TASK GOAL. Examine the records below and count how many lines contain the string "window". Give only the number.

RECORDS SHOWN.
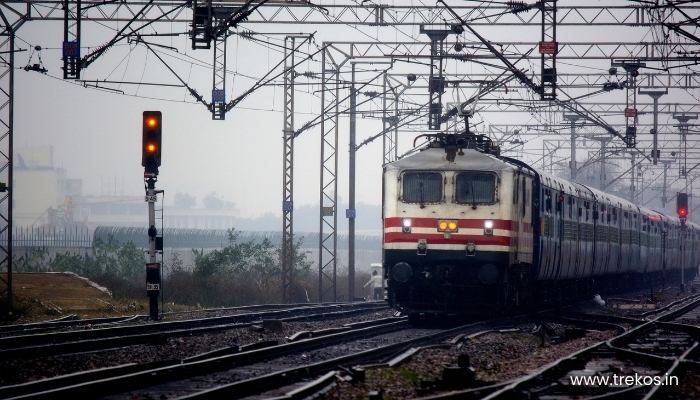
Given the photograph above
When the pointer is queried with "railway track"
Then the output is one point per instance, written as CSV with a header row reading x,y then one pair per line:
x,y
73,321
43,344
656,348
108,381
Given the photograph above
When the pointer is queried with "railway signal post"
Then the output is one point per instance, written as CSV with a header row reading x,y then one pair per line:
x,y
682,211
150,160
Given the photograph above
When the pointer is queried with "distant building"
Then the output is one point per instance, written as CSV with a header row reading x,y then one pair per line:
x,y
43,194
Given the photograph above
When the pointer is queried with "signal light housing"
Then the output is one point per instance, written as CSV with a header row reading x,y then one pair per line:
x,y
152,138
682,206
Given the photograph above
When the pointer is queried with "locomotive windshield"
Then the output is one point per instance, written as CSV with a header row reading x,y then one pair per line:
x,y
474,188
422,187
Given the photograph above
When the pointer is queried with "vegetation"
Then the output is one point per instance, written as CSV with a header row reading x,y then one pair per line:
x,y
243,272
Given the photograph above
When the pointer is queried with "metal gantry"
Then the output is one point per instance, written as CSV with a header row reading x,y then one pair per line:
x,y
12,20
549,47
287,257
328,199
218,91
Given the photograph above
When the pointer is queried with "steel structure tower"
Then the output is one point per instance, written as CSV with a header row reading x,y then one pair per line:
x,y
390,101
328,216
548,49
71,39
218,91
655,95
287,256
572,118
11,22
349,12
683,128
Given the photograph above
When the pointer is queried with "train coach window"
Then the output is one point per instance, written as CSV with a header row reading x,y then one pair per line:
x,y
475,188
548,201
422,187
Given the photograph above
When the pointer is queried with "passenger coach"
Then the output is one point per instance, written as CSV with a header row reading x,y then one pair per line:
x,y
468,230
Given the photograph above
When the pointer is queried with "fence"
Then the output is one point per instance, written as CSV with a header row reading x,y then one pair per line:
x,y
51,237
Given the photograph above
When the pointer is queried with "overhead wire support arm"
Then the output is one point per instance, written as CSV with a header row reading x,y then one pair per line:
x,y
192,91
262,81
518,73
93,56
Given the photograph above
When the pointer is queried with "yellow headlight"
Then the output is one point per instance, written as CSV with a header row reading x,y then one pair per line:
x,y
447,226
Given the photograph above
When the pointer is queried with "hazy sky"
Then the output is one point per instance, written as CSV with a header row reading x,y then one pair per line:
x,y
96,134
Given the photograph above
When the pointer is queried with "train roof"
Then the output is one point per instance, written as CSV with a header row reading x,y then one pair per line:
x,y
435,159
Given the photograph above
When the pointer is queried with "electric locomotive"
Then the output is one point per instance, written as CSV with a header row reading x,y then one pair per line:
x,y
468,230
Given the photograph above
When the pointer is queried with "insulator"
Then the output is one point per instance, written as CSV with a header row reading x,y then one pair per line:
x,y
517,6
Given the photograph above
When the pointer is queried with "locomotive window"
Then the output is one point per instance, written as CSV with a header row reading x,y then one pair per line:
x,y
422,187
474,188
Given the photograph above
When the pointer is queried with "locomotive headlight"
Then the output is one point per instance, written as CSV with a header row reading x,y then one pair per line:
x,y
446,225
406,225
488,227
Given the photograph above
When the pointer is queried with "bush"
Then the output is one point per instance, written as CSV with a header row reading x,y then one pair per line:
x,y
240,273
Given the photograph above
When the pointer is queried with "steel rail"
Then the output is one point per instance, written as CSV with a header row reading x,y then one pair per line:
x,y
103,338
608,348
120,379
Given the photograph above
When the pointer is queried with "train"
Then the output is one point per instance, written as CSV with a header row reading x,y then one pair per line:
x,y
466,230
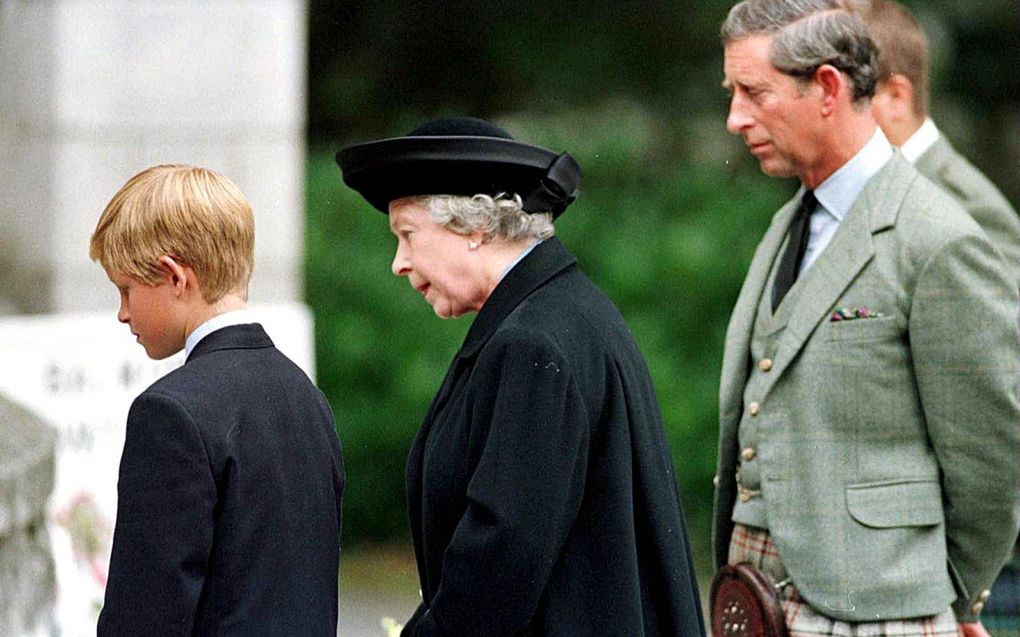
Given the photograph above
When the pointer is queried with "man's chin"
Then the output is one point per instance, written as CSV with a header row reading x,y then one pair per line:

RESULT OF THIS TASK. 2